Start of Block

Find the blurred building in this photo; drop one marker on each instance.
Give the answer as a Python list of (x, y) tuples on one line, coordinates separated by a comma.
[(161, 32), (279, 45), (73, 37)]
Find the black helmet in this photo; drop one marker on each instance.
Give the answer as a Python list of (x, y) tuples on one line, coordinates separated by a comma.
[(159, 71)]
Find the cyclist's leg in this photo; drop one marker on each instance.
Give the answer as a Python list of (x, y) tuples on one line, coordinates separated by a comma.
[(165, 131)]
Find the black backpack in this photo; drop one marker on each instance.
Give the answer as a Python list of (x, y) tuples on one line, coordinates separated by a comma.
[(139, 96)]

End of Block
Start of Block

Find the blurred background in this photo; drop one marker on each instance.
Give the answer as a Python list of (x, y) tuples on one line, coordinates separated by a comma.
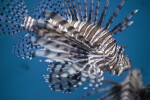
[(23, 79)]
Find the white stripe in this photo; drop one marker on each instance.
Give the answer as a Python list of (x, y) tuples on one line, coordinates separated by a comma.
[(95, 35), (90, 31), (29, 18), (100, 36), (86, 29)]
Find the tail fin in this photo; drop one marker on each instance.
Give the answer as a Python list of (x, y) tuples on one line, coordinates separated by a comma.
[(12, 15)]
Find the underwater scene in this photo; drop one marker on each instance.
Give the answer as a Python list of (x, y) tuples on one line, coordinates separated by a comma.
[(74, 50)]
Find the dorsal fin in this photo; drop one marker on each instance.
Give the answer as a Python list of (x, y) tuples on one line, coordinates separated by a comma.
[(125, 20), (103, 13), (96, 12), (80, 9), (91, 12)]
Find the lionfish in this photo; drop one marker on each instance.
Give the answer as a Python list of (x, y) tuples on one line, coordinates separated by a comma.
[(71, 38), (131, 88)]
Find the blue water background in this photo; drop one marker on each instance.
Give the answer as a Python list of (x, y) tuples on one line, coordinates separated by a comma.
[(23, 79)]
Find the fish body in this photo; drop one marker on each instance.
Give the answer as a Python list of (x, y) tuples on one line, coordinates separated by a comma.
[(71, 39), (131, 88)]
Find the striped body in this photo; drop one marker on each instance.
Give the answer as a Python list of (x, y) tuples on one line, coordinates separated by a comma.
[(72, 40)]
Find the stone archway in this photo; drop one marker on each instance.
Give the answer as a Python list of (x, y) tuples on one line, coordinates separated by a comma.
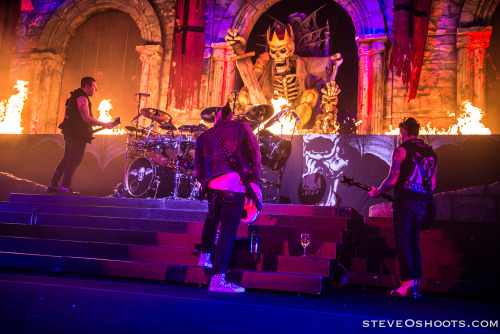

End of Block

## Requirement
Using the entries above, give again exactly the lines from the line holding "Find the lionfish" through the line holding "Find the blue". Include both end lines and nothing else.

## Output for this exercise
Find the lionfish in this photo; drop one marker on each instance.
Give the answer as a Python list of (x, y) tuples on one line, coordinates separated by a comma.
[(71, 38), (131, 88)]
Find the blue water background in this photo; drop one marker on each instance.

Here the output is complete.